• **REQUIRED WORK**
Every line of the data that includes "outlines" should be copied out.
*** SOURCE RECORDS Section Begins ***
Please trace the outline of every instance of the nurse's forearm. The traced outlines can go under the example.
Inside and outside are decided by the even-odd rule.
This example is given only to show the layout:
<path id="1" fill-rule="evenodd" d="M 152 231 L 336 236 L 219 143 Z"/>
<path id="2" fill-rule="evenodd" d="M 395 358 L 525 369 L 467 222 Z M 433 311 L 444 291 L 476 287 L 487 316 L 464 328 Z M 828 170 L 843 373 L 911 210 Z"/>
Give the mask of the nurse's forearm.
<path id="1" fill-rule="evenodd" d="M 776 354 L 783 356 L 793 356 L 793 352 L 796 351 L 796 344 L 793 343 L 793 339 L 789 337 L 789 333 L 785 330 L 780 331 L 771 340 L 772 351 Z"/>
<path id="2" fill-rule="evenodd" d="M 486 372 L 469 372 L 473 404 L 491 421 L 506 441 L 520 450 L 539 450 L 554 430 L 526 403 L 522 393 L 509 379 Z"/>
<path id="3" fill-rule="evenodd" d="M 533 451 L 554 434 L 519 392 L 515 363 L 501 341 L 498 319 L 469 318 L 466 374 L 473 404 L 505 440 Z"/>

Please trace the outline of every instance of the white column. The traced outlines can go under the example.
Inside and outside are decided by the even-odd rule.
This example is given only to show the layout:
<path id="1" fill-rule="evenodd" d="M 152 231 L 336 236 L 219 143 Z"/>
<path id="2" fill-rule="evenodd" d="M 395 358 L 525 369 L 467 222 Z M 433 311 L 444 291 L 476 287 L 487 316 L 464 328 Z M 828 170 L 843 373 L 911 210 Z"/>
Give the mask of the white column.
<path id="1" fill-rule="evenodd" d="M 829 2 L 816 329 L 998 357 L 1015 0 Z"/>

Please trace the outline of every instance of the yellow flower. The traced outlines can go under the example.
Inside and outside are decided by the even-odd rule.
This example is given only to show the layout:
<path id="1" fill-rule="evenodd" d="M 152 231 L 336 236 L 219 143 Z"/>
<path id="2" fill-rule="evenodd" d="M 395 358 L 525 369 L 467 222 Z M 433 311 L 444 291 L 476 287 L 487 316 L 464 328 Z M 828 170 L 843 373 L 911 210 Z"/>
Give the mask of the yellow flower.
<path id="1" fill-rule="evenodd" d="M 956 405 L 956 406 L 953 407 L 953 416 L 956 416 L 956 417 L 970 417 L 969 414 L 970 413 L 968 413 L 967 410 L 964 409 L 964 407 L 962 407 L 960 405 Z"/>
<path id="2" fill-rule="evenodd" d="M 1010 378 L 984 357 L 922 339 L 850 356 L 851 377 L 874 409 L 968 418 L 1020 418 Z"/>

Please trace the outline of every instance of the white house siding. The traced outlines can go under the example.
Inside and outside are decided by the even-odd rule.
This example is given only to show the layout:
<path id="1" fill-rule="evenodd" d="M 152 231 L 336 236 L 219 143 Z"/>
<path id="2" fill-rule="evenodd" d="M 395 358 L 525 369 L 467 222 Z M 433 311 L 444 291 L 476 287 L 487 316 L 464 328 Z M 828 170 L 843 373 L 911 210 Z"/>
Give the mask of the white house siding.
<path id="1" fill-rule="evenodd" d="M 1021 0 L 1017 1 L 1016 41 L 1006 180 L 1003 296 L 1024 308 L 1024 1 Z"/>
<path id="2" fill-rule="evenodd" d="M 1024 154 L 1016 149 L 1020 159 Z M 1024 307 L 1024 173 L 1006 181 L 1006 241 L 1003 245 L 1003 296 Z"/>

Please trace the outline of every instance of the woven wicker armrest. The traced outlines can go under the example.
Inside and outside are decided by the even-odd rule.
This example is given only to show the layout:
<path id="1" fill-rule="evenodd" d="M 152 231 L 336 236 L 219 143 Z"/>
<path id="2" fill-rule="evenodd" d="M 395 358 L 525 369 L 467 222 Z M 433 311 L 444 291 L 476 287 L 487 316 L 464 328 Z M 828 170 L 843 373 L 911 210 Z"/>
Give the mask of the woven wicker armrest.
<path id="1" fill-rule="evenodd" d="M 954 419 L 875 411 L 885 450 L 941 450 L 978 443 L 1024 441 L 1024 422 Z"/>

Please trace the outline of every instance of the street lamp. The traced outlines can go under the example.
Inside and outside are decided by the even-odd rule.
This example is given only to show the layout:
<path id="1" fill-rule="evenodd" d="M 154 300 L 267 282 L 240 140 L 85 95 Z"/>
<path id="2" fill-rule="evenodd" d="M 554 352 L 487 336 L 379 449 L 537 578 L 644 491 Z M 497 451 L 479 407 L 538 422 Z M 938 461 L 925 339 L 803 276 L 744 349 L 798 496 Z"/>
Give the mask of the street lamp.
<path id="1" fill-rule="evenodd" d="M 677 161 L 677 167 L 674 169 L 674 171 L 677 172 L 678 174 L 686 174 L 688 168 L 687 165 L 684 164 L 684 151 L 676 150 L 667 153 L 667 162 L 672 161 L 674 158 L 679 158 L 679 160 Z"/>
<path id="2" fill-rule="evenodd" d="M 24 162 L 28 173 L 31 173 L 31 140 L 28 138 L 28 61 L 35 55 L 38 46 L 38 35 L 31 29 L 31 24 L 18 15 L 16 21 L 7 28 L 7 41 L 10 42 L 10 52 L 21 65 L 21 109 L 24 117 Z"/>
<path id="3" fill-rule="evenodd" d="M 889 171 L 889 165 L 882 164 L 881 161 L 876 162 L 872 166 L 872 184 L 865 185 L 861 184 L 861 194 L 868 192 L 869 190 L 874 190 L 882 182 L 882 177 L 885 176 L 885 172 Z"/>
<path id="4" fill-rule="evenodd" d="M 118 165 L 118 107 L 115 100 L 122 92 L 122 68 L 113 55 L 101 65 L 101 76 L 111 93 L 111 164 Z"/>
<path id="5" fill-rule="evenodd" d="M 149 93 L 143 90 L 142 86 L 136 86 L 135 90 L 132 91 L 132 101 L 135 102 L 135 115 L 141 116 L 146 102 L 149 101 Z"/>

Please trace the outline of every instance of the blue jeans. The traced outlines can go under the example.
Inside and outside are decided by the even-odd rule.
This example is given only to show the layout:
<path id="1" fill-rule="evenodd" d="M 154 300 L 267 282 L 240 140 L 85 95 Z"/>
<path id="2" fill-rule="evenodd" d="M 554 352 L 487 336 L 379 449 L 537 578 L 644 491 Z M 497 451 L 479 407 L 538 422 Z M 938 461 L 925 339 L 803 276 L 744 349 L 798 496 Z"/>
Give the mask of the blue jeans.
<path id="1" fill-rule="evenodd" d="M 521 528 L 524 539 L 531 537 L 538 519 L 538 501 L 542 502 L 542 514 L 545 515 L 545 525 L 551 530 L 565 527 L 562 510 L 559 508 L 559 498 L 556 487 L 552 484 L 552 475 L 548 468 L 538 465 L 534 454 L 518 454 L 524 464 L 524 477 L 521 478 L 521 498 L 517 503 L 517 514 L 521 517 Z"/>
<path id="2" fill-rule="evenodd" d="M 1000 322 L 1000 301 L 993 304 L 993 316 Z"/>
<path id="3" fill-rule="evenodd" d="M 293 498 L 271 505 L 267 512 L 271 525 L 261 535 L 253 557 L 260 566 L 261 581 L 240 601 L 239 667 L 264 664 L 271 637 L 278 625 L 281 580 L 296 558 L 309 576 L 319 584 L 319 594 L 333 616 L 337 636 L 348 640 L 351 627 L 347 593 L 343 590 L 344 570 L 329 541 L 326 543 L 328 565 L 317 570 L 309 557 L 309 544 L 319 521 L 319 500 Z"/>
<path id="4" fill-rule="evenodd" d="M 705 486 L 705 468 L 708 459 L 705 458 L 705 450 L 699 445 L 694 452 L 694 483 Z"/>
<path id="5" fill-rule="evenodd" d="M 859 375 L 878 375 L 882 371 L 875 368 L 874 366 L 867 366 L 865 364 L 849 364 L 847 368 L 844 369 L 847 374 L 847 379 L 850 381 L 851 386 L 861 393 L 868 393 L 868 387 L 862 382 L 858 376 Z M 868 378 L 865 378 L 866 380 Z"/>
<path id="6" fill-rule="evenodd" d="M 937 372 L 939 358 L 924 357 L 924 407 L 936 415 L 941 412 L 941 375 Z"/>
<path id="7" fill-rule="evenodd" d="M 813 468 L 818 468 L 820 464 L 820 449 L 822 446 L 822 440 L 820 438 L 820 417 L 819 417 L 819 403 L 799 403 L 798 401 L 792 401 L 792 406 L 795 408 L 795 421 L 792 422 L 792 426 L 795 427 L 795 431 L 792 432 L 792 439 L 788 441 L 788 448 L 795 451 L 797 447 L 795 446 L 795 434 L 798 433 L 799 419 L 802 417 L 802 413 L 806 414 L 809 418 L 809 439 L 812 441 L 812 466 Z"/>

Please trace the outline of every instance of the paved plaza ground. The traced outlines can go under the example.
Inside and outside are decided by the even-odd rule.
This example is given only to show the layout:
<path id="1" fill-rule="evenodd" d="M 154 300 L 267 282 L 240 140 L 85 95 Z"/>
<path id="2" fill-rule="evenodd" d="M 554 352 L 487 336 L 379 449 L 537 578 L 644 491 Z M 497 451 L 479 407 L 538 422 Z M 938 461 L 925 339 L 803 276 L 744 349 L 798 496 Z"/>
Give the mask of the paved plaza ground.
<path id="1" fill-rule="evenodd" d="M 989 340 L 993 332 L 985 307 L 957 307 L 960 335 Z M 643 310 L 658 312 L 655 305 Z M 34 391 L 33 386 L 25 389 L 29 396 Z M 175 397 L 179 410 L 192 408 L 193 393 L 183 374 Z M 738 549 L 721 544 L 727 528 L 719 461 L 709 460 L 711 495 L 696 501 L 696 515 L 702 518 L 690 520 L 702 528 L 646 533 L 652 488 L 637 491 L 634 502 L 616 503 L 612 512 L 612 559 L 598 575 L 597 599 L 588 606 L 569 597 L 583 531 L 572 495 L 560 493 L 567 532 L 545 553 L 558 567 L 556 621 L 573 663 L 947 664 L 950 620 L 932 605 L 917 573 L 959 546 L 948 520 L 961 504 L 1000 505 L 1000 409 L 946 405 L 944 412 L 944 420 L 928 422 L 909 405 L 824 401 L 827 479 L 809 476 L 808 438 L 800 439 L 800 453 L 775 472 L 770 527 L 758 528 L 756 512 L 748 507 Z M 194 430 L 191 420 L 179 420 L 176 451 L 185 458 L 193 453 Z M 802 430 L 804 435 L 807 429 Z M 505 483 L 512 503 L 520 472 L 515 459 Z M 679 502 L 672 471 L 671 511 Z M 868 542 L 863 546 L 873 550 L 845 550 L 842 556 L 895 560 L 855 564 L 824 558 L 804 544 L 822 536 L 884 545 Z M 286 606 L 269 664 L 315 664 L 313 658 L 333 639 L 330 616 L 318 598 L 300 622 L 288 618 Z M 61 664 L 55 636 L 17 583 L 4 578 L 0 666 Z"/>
*** SOURCE RECORDS Section Ends ***
• **EXPECTED ANSWER**
Please trace the outline of every instance of the nurse's forearm. The traced outlines can go under the example.
Please trace the outline of every instance of the white column. The traced outlines can go under the example.
Please trace the outline of every instance of the yellow flower. The traced outlines can go under the example.
Please trace the outline of every instance of the white house siding. The traced outlines can go under the example.
Please trace the outline of every instance of the woven wicker armrest. The traced outlines can go under the example.
Please trace the outline of every instance of the street lamp. The traced outlines can go under the example.
Please trace the outline of every instance of the blue jeans. The traced outlines can go under the example.
Please trace the outline of every instance of the paved plaza ground. The traced outlines can go under the example.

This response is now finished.